Rowan Fraser discusses a promising trend in Asian cities successfully attracting foreign knowledge workers to spur knowledge-based local development, though some cities need to focus their strategies, and many will have to answer the social questions about housing inequality and cosmopolitanism that now emerge.

Rowan Fraser

Rowan Fraser

Cities: Kuala Lumpur, Singapore, Ho Chi Minh City

Topics: Local economic development, Labour and livelihoods, Information and technology, Poverty and inequality, Citizenship and migration

An increasing number of cities in Asia are seeking to strengthen their local economies with various forms of knowledge-based development. One aspect of this trend is the growing role of foreign knowledge workers — knowledge migrants — including migrants from the Americas, Europe, Africa and other parts of Asia.

One such "knowledge city" programme is Kuala Lumpur's Multimedia Super Corridor (MSC), a special economic zone in Malaysia. This ambitious development programme responds to Malaysia's Vision 2020, which aims at claiming the status of developed nation by 2020. In many ways the MSC is representative of the ambitions and challenges of creating knowledge-based urban development in Asia and opens the wider question of what a truly global, knowledge-based Asian city would look like.

◆ **Problems and tasks**
1. Reproduce the passage of the article on knowledge migrants in Asian cities starting with "Topics: Local economic" and going on through "parts of Asia.".
2. List every topic named under "Topics" in the article on knowledge migrants in Asian cities.

◆ **Given information**
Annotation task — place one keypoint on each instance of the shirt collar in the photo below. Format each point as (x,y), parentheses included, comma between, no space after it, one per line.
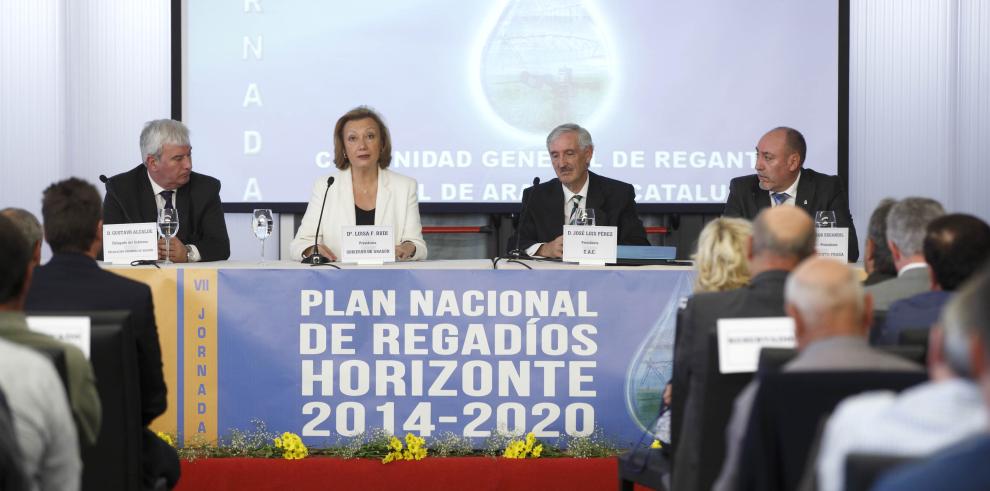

◆ **Solution set**
1.
Topics: Local economic development, Labour and livelihoods, Information and technology, Poverty and inequality, Citizenship and migration

An increasing number of cities in Asia are seeking to strengthen their local economies with various forms of knowledge-based development. One aspect of this trend is the growing role of foreign knowledge workers — knowledge migrants — including migrants from the Americas, Europe, Africa and other parts of Asia.

2.
Local economic development
Labour and livelihoods
Information and technology
Poverty and inequality
Citizenship and migration